● **GIVEN PROBLEM A**
Filter the records below and keep only the lines that contain the word "ground". The match is case-sensitive.

Historic New York Barns Are Ending Up in Japan and New Zealand

(Bloomberg Businessweek) -- Last winter, Ken Zinssar and his brother were working on a car in a wing of the old barn they’d turned into a weekend auto shop. Suddenly, they heard a loud bang, and the structure was beginning to shake.

A main corner post of the barn, which was built around 1780 in New York’s upstate Schoharie County, had snapped. Zinssar and his wife, Doreen, realized they couldn’t keep the place up, so they called Heritage Restorations and said they were ready to sell. “There’s a little pang, but it’s going to collapse otherwise,” Ken says. Doreen adds: “We’re excited to see it go have a new life.”

Since 1997, Heritage Restorations has moved and redesigned about 400 barns, for as much as $5 million apiece. Often it’s just the interiors of the barn that can be reused, as the exteriors are too weathered or incomplete. Many come from New York’s Catskill Mountains region, where porches sag from grand old homes not far from scrap yards with names like Hubcap Heaven. In the 18th and into the 19th ­century, the Schoharie Valley boasted some of the richest dairy- and farmland in the colonies. Then the Erie Canal opened, shifting American agriculture farther west. Instead of crops, the old infrastructure was left to grow moss.

● **GIVEN PROBLEM B**
Quote the barn article above verbatim, starting at the words "Since 1997, Heritage" and ending after "to grow moss.".

● **DATA SUPPLIED**

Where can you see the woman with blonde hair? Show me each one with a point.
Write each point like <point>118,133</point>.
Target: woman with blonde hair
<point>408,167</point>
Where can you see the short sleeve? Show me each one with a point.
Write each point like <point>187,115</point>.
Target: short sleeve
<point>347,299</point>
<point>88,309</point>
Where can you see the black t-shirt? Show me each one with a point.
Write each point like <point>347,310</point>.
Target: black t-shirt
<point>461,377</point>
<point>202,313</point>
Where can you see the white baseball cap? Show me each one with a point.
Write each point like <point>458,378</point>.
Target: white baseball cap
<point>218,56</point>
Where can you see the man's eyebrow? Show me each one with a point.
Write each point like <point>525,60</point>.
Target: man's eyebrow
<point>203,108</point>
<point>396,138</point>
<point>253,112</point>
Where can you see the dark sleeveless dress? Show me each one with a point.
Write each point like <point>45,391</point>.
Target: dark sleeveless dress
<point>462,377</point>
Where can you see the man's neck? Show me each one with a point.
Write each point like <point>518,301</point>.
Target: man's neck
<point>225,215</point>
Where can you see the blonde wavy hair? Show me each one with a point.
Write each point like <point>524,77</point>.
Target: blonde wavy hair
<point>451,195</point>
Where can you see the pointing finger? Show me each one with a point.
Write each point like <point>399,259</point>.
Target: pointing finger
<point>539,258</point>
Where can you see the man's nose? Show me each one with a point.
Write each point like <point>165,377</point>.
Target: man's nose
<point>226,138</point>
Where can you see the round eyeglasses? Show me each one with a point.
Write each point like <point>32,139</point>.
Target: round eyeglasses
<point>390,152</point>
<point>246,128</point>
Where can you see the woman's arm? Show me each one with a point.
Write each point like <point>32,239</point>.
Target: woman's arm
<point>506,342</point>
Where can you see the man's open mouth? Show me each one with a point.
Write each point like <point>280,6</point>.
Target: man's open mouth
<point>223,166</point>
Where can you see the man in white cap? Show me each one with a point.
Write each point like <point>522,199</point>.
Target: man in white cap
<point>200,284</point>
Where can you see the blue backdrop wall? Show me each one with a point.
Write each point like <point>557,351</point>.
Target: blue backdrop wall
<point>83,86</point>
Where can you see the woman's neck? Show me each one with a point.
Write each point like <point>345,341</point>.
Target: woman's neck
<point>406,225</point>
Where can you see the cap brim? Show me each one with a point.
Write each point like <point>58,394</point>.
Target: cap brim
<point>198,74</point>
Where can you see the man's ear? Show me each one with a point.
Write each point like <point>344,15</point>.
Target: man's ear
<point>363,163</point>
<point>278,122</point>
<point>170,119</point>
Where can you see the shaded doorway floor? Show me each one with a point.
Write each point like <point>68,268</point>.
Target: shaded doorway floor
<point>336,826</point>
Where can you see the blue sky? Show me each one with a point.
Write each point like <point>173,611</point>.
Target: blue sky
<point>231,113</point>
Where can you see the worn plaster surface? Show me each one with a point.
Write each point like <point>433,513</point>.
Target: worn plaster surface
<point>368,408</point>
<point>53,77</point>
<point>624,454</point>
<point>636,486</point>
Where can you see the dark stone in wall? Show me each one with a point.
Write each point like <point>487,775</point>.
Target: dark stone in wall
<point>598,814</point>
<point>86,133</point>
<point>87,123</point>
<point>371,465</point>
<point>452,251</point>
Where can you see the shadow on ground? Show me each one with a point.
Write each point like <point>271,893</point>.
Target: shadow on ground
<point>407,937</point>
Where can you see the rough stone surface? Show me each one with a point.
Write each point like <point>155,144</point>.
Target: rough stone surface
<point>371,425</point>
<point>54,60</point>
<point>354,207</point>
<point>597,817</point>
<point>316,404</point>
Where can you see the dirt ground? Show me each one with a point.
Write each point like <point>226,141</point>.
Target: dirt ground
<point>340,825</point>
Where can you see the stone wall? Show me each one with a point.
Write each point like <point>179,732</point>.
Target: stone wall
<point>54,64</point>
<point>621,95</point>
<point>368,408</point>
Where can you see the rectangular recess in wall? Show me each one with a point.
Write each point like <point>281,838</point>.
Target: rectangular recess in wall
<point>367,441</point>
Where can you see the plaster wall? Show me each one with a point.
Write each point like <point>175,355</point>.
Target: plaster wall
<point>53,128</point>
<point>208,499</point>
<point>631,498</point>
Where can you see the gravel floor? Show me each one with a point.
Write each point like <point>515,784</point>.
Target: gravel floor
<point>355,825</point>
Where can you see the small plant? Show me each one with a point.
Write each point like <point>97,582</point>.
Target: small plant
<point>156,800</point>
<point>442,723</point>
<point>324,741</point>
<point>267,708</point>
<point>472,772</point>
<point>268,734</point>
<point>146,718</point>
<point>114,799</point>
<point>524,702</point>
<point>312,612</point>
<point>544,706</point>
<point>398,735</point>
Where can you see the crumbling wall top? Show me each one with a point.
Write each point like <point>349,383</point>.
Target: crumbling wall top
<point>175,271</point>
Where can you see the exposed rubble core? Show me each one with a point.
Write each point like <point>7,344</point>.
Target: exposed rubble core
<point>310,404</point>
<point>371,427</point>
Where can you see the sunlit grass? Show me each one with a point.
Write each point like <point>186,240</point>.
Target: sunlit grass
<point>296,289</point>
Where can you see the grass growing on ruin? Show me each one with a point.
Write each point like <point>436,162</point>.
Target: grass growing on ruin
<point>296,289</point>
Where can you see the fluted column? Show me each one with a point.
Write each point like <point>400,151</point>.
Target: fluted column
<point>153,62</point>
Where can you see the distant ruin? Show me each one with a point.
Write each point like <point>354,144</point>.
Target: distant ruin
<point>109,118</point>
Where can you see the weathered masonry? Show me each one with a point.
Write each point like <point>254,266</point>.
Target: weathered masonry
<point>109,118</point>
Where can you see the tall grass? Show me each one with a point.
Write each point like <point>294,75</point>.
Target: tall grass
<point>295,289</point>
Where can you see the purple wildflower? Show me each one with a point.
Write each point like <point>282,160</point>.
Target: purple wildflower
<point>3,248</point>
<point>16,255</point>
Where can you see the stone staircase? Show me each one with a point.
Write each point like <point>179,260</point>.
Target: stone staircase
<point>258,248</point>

● **COMPLETE ANSWER A**
Where can you see the shadow on ground? Show me each one with a point.
Target: shadow on ground
Where can you see the dirt ground? Show me each one with a point.
Target: dirt ground

● **COMPLETE ANSWER B**
Since 1997, Heritage Restorations has moved and redesigned about 400 barns, for as much as $5 million apiece. Often it’s just the interiors of the barn that can be reused, as the exteriors are too weathered or incomplete. Many come from New York’s Catskill Mountains region, where porches sag from grand old homes not far from scrap yards with names like Hubcap Heaven. In the 18th and into the 19th ­century, the Schoharie Valley boasted some of the richest dairy- and farmland in the colonies. Then the Erie Canal opened, shifting American agriculture farther west. Instead of crops, the old infrastructure was left to grow moss.